**Problem description**
Reproduce every line of the records below verbatim, in the same order, changing nothing.

**Records provided**

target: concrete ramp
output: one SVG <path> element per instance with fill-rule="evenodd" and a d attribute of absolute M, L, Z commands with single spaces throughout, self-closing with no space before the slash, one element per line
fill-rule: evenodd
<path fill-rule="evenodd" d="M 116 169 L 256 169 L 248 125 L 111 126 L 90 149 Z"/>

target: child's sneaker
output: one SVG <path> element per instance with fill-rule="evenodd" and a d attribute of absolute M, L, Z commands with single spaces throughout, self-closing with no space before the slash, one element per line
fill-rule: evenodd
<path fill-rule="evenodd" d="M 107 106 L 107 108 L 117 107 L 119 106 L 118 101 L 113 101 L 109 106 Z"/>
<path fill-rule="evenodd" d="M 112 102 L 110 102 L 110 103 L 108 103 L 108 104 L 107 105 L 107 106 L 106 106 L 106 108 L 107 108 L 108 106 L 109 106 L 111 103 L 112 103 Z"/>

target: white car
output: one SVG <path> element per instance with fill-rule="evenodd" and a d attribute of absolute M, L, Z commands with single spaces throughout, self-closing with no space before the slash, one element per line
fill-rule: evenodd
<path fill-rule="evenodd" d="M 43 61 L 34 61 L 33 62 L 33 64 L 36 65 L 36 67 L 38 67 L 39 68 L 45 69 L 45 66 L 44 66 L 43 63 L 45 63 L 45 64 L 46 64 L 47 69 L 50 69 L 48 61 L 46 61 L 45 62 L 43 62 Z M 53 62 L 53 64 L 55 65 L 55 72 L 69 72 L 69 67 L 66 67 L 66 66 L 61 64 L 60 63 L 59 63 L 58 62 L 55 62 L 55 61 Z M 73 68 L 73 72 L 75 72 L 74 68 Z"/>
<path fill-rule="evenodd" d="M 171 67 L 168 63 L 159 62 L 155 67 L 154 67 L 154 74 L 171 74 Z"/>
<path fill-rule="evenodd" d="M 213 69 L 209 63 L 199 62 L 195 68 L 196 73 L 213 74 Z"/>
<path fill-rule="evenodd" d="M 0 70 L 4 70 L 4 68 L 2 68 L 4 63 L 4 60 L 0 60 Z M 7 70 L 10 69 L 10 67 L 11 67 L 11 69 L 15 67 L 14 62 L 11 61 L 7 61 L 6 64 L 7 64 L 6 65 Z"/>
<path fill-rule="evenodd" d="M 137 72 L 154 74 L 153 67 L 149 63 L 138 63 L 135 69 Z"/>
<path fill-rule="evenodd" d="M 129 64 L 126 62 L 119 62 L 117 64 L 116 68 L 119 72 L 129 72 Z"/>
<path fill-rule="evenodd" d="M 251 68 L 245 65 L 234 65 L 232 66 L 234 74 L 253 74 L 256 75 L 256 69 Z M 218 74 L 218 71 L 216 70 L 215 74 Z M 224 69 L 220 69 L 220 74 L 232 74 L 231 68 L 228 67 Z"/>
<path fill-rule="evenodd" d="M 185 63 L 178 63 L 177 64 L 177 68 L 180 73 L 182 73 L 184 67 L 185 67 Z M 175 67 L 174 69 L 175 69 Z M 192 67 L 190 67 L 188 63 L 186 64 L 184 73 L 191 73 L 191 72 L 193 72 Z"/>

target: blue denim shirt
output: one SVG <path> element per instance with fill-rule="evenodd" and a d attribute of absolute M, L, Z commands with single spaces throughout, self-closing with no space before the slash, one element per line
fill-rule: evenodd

**Complete response**
target: concrete ramp
output: one SVG <path> element per instance with fill-rule="evenodd" and a d attribute of absolute M, L, Z commands with single spaces throughout, self-closing with no space before the slash, one element per line
fill-rule: evenodd
<path fill-rule="evenodd" d="M 116 169 L 256 169 L 248 125 L 111 126 L 90 149 Z"/>

target: child's sneaker
output: one SVG <path> element per instance with fill-rule="evenodd" and a d attribute of absolute M, L, Z commands with single spaces throughout, self-closing with no space before the slash, one element per line
fill-rule: evenodd
<path fill-rule="evenodd" d="M 107 106 L 107 108 L 117 107 L 119 106 L 118 101 L 113 101 L 109 106 Z"/>
<path fill-rule="evenodd" d="M 112 102 L 110 102 L 110 103 L 108 103 L 108 104 L 107 105 L 107 106 L 106 106 L 106 108 L 107 108 L 108 106 L 109 106 L 111 103 L 112 103 Z"/>

target: white car
output: one SVG <path> element per instance with fill-rule="evenodd" and a d attribute of absolute M, L, Z commands with single spaces throughout, self-closing with no space before the slash, one element per line
fill-rule: evenodd
<path fill-rule="evenodd" d="M 43 61 L 34 61 L 33 62 L 33 64 L 36 65 L 36 67 L 38 67 L 39 68 L 45 69 L 45 66 L 44 66 L 43 63 L 45 63 L 45 64 L 46 64 L 47 69 L 50 69 L 48 61 L 46 61 L 45 62 L 43 62 Z M 53 62 L 53 64 L 55 65 L 55 72 L 69 72 L 69 67 L 66 67 L 66 66 L 61 64 L 60 63 L 59 63 L 58 62 L 55 62 L 55 61 Z M 73 68 L 73 72 L 75 72 L 74 68 Z"/>
<path fill-rule="evenodd" d="M 171 67 L 168 63 L 159 62 L 155 67 L 154 67 L 154 74 L 171 74 Z"/>
<path fill-rule="evenodd" d="M 213 69 L 209 63 L 199 62 L 195 68 L 196 73 L 213 74 Z"/>
<path fill-rule="evenodd" d="M 0 70 L 4 70 L 4 68 L 2 68 L 4 63 L 4 60 L 0 60 Z M 7 70 L 10 69 L 10 67 L 11 67 L 11 69 L 15 67 L 14 62 L 11 61 L 7 61 L 6 64 L 7 64 L 6 65 Z"/>
<path fill-rule="evenodd" d="M 137 72 L 154 74 L 153 67 L 149 63 L 138 63 L 135 69 Z"/>
<path fill-rule="evenodd" d="M 129 64 L 126 62 L 119 62 L 117 64 L 116 68 L 119 72 L 129 72 Z"/>
<path fill-rule="evenodd" d="M 251 68 L 245 65 L 234 65 L 232 66 L 234 74 L 253 74 L 256 75 L 256 69 Z M 218 74 L 218 71 L 216 70 L 215 74 Z M 224 69 L 220 69 L 220 74 L 232 74 L 231 68 L 228 67 Z"/>
<path fill-rule="evenodd" d="M 185 63 L 178 63 L 177 64 L 177 68 L 180 73 L 182 73 L 184 67 L 185 67 Z M 175 67 L 174 69 L 175 69 Z M 192 67 L 190 67 L 188 63 L 186 64 L 184 73 L 191 73 L 191 72 L 193 72 Z"/>

target: blue denim shirt
output: one SVG <path> element per instance with fill-rule="evenodd" and a d attribute of absolute M, L, Z commands with single spaces throughout, self-closing with no space before the slash, one element per line
fill-rule: evenodd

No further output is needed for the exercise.